> _THE DATA_
========================================

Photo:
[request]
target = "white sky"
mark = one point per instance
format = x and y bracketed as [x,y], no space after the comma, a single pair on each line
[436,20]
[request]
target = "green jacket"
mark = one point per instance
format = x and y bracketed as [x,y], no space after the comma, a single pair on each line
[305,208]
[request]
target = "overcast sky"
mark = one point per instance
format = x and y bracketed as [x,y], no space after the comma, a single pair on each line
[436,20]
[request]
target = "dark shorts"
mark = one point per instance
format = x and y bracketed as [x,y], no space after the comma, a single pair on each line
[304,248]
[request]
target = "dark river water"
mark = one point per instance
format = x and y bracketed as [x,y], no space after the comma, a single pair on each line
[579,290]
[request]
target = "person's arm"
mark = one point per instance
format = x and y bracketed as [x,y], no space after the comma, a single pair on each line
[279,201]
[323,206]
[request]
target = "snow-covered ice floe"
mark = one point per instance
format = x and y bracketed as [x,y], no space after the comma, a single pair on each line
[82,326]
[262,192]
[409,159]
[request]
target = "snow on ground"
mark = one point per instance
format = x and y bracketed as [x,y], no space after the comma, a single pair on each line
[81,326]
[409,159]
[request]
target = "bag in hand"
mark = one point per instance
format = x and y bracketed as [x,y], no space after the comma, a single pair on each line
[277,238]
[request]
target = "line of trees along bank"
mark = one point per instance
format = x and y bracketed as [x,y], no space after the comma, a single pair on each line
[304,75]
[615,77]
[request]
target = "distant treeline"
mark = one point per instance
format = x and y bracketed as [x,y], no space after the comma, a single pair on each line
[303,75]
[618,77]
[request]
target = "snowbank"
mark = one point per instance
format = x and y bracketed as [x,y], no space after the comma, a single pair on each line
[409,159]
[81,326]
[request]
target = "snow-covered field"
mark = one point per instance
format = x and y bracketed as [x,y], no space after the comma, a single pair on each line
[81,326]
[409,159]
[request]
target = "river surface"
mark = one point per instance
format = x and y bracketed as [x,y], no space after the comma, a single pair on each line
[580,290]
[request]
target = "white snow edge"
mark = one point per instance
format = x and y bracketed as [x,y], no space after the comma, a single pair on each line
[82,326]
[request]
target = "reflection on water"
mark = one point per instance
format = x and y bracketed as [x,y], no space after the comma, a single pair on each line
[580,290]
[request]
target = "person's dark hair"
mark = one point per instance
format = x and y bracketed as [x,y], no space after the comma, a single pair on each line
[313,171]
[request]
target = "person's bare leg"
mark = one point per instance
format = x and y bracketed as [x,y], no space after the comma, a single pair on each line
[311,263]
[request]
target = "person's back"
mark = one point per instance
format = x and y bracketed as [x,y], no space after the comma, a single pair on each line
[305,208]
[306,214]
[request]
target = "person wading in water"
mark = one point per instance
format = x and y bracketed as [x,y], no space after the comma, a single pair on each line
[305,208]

========================================

> _TASK TO COMPLETE_
Extract all the entries word for word.

> _FINISHED TASK_
Photo:
[request]
target = "white sky"
mark = one point per instance
format = x and y bracketed as [x,y], no space after the comma, a single pair on each line
[436,20]
[request]
target = "green jacket"
mark = one point per instance
format = x and y bracketed as [x,y], no space after the comma, a single pair on each line
[305,208]
[request]
target = "overcast sky"
mark = one point per instance
format = x and y bracketed as [x,y], no space after the comma, a single pair on each line
[436,20]
[request]
target = "dark shorts"
mark = one point per instance
format = x and y bracketed as [x,y], no space after the comma, a single pair on each line
[304,248]
[request]
target = "dark river water"
mark = one point per instance
format = x and y bracketed as [x,y], no space after the comma, a single pair on each line
[579,290]
[request]
target = "person's arm"
mark = one point per instance
format = x and y bracketed as [x,y], no space after the comma, a single pair on each line
[279,201]
[323,206]
[request]
target = "snow-covered ice floe"
mark = one point per instance
format = x and y bracketed as [x,y], no space after the comma, a single pair on each line
[82,326]
[262,192]
[409,159]
[request]
target = "snow on ground"
mark = one point per instance
format = x and y bracketed as [x,y], no space after the comma, a single pair on each line
[81,326]
[409,159]
[request]
target = "bag in hand"
mark = one point per instance
format = x and y bracketed as [x,y], no space after the comma, a single pair on each line
[277,238]
[request]
target = "line of trees along bank"
mark = one point per instance
format = x and y bracketed as [x,y], no space after the comma, a single pair on each line
[304,75]
[615,77]
[request]
target = "distant treeline"
mark = one point per instance
format = x and y bracketed as [x,y], no space after the comma, a single pair on each line
[303,75]
[618,77]
[request]
target = "snowbank"
mark = one point per instance
format = x and y bracketed as [x,y], no space after the comma, a single pair on each line
[409,159]
[81,326]
[request]
target = "snow-covered field"
mark = one point per instance
format = x and y bracketed as [x,y], no space after the comma, a single pair on each line
[81,326]
[409,159]
[request]
target = "river surface"
mark = one point per instance
format = x and y bracketed as [x,y], no space after the comma, a single pair on each line
[580,290]
[request]
target = "white snow edge"
mark = one point per instance
format = x and y bracketed as [x,y], no space after the comma, a single pair on each line
[82,326]
[request]
target = "reflection on water"
mark = one point per instance
format = x and y bracketed as [x,y], no space after the comma, a single pair on each line
[580,290]
[request]
target = "person's dark hair"
mark = one point per instance
format = x and y bracketed as [x,y], no space after the comma, a single pair on each line
[313,171]
[request]
target = "person's bare leg"
mark = one point per instance
format = x and y bracketed as [x,y], no space after the comma, a single pair on each line
[311,263]
[request]
target = "person's back"
mark = one point per instance
format = x and y bracketed as [x,y], no space after the comma, a single pair on each line
[305,208]
[306,214]
[request]
target = "person wading in water"
mark = one point per instance
format = x and y bracketed as [x,y], no space after the comma, a single pair on each line
[305,208]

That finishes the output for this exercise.